:: WHAT IS REQUIRED ::
Each record below needs to be reproduced precisely, though not its pictures.

:: EXERCISE MATERIAL ::
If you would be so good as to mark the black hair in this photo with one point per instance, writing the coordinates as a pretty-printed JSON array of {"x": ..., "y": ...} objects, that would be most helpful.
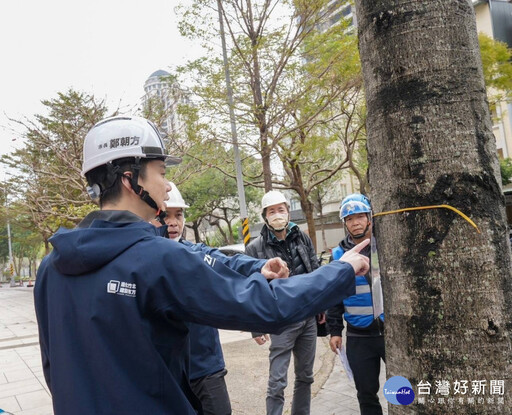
[{"x": 108, "y": 177}]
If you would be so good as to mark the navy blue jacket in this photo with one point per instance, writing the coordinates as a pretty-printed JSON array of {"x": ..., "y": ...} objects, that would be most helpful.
[
  {"x": 357, "y": 309},
  {"x": 112, "y": 301},
  {"x": 206, "y": 357}
]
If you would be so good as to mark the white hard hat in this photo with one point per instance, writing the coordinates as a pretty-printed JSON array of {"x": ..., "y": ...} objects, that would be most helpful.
[
  {"x": 273, "y": 197},
  {"x": 123, "y": 136},
  {"x": 175, "y": 198}
]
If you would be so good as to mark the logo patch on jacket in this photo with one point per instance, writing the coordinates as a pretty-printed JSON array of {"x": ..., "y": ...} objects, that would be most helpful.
[
  {"x": 122, "y": 288},
  {"x": 209, "y": 260}
]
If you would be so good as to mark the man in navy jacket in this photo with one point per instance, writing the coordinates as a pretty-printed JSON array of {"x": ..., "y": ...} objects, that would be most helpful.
[
  {"x": 113, "y": 298},
  {"x": 365, "y": 333},
  {"x": 207, "y": 366}
]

:: ANSWER TO THE EXERCISE ::
If you would be so good as to mark the black hair in this photo with one point per instance, writing the coordinates as a pretty-printed JSON array of {"x": ..., "y": ...} objects, that would be most helpful.
[{"x": 108, "y": 177}]
If you would be so good as to mark the navy blue jacket in this photo with one point per instance, writing the coordinates as a pretty-printed JSON array of {"x": ..., "y": ...} objects, that would be most helpful.
[
  {"x": 357, "y": 309},
  {"x": 112, "y": 301},
  {"x": 206, "y": 357}
]
If you would be so good as to mark the white hard hat in this photo with one point per instance, writing the coordinates as a pretty-printed JSON array of {"x": ..., "y": ...} objects, that would be most helpful.
[
  {"x": 273, "y": 197},
  {"x": 123, "y": 136},
  {"x": 175, "y": 198}
]
If you would be so good as to mark the logo patch on jacket in this photo with one point per instance, writing the coordinates as a pretty-printed JSON array of {"x": ..., "y": ...} objects, that would be most helpful.
[
  {"x": 122, "y": 288},
  {"x": 209, "y": 260}
]
If you would be so good as to mark the man in navy jacket in this photo with one point per instance, writing the coordinates as a pretty-printed JSON array of {"x": ..., "y": ...} objects, that would be most helpful.
[
  {"x": 113, "y": 298},
  {"x": 365, "y": 333},
  {"x": 207, "y": 366}
]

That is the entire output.